### TASK DETAILS
Each line in the records below that has the word "grass" should be copied.

### Dataset entries

↓

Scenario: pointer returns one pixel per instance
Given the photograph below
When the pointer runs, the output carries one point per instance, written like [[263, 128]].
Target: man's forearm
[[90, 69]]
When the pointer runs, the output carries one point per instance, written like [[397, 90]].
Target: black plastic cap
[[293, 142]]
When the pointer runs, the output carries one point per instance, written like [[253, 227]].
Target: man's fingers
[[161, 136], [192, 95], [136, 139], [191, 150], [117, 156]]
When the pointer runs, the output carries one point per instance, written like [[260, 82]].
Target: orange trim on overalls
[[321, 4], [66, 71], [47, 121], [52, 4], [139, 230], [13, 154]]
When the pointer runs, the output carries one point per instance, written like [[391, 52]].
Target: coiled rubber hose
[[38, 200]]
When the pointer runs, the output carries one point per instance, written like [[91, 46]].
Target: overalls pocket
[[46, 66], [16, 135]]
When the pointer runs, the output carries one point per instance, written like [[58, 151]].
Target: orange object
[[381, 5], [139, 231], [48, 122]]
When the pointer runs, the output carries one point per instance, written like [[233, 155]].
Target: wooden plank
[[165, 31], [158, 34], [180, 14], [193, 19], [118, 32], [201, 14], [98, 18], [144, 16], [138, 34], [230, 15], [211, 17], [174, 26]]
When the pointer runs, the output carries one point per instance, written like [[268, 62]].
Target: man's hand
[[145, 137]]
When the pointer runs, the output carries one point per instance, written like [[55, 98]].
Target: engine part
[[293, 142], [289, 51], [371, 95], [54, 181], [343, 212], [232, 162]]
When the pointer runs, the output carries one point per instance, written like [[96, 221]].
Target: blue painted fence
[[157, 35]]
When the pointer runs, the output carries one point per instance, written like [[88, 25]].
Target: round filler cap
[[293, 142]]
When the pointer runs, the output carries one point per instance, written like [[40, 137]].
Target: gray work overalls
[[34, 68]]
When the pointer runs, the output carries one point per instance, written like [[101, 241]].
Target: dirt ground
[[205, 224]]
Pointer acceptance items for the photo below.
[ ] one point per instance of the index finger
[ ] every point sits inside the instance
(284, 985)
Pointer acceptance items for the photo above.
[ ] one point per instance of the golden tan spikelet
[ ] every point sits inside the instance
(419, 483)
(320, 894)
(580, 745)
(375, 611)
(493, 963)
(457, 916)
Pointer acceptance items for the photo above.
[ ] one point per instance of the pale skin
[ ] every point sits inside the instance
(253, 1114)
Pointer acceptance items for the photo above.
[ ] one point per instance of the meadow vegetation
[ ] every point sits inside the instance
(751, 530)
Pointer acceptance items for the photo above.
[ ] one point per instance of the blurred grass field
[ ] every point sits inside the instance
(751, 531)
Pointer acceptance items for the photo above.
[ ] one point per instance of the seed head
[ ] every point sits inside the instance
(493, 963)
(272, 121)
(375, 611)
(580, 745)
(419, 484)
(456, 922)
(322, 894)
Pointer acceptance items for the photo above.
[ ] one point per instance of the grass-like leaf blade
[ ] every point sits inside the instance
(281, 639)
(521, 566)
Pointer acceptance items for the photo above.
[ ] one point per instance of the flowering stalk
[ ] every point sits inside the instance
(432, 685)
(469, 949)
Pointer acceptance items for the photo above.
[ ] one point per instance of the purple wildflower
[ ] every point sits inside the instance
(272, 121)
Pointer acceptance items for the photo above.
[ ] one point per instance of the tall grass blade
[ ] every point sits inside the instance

↑

### EXERCISE SOLUTION
[ ] one point per instance of the blurred grass field
[ ] one point per instance of the grass-like leaf blade
[ ] one point per instance of the tall grass blade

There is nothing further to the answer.